(Work to do): Reproduce the data below, switching "interface" to "layout" in every place it occurs and leaving everything else unchanged.

(Entries on locating named items)

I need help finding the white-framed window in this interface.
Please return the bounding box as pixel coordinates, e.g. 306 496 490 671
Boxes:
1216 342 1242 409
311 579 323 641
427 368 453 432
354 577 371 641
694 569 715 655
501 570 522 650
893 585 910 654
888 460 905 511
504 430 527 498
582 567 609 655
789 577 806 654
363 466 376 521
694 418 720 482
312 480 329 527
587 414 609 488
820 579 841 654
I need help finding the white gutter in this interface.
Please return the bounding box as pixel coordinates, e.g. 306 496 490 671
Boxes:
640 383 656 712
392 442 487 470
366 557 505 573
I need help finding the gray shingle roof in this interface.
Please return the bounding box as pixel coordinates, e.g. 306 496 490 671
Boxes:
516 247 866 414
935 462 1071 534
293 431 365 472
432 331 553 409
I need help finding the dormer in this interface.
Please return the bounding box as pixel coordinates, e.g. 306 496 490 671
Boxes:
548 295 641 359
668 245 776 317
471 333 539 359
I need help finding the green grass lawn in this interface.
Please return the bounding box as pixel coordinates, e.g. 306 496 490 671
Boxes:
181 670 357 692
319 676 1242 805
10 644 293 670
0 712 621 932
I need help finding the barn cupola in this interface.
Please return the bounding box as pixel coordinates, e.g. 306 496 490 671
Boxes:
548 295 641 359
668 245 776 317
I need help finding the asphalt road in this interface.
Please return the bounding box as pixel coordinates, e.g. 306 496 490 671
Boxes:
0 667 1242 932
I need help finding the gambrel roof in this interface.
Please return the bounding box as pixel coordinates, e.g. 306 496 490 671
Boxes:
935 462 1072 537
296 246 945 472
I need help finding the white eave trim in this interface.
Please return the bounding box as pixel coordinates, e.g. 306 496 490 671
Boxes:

(Exercise solution):
I need help finding the white-framed window in this layout.
Please return the bounding box as pixel coordinates, e.g. 306 496 490 671
Boxes:
1216 342 1242 409
311 579 323 641
427 368 453 432
354 577 371 641
694 569 715 655
501 570 522 650
893 585 910 654
888 460 905 511
504 430 527 498
582 567 609 655
789 577 806 654
363 466 376 521
694 418 720 482
312 480 329 527
587 414 609 488
820 579 841 654
I need help finding the white gutter in this layout.
Please return the bounding box as pixel coordinates, e.g. 306 496 490 671
Boxes:
640 383 656 712
392 442 487 470
366 557 505 573
I need help finding the gray shingle roof in this layout.
Please return the bounding box as pixel coordinates, e.g. 306 496 490 671
Boxes:
516 247 866 414
935 462 1071 534
293 431 365 472
432 331 553 409
I need help finding the dormer in this layout.
Please return the bounding box as pixel coordinates, e.g. 306 496 490 671
Boxes:
548 295 641 359
668 245 776 317
471 333 539 359
I need help finding the green grass lawn in this layout.
Please return the bounding box as pixel coordinates, e.g. 306 496 490 671
Boxes:
181 670 357 692
319 676 1242 805
10 644 293 670
0 712 621 932
I need help finding the barn cupola in this layout.
Please return the bounding box as pixel coordinates, e.g. 306 496 490 671
Boxes:
548 295 641 359
668 245 776 317
I need help finding the asphalt road in this layout.
Please return the bounding box as pixel coordinates, e.g. 306 496 490 671
Boxes:
0 667 1242 932
I need help finding the gambrel roof in this layout.
Please return the bounding box as pixel coordinates, e.g. 306 496 490 671
Boxes:
935 462 1072 537
296 246 945 472
I need help finding the white eave trim in this layout.
Please return the bounding box as pixel coordinates, e.g. 306 496 490 671
Boxes:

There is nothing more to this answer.